◆ Exercise:
Reproduce only the lines from the line containing "Objective — a point for each instance of the man's beard" to the end of the entries below, including both of those lines.

Stored data:
++++++
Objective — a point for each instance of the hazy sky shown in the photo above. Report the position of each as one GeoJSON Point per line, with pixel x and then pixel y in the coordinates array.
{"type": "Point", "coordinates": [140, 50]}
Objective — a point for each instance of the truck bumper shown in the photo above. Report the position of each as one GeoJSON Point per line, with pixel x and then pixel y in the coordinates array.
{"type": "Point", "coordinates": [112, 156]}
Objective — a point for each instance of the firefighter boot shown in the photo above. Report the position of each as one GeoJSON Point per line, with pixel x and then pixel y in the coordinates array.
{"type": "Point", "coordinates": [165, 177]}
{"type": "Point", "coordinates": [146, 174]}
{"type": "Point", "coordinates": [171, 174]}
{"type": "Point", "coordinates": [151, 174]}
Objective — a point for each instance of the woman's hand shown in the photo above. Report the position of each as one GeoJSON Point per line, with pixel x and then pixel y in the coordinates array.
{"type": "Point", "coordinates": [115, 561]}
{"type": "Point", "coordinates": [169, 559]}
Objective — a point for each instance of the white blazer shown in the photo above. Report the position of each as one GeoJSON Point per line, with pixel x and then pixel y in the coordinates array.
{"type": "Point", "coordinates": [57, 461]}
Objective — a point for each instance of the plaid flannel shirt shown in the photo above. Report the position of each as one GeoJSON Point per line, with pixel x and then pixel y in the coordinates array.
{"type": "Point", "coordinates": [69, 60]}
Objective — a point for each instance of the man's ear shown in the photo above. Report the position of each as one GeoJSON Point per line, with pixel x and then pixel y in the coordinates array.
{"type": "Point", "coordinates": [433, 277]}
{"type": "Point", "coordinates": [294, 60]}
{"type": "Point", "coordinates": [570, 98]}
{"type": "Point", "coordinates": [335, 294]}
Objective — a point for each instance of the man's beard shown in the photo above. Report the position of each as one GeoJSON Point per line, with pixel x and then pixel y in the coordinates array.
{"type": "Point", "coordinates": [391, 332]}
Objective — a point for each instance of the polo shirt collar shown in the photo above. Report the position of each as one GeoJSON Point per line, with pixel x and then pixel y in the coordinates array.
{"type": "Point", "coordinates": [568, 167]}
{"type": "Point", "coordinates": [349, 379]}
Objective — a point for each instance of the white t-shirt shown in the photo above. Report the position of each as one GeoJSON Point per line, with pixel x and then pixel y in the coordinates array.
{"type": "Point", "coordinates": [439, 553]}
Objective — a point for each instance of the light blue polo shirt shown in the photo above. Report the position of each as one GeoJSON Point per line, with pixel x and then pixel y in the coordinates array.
++++++
◆ Completed task:
Objective — a point for each instance of the man's beard shown in the photo above. Report the position of each as one GeoJSON Point per line, with pixel x and then pixel y in the coordinates array.
{"type": "Point", "coordinates": [391, 332]}
Objective — a point for each instance of the polo shirt collar shown in the photo above. Report the position of each as one GeoJSON Point per line, with pixel x and then pixel y in the coordinates array.
{"type": "Point", "coordinates": [568, 167]}
{"type": "Point", "coordinates": [349, 379]}
Objective — a point for each instance of the white t-shirt shown in the photo above. Report the position of each as one GeoJSON Point per line, with pixel x and then pixel y in the coordinates array.
{"type": "Point", "coordinates": [439, 553]}
Objective — a point for each instance of the light blue polo shirt shown in the photo above. Report the position of each as one GeoJSON Point per line, with pixel x and then pixel y in the coordinates array.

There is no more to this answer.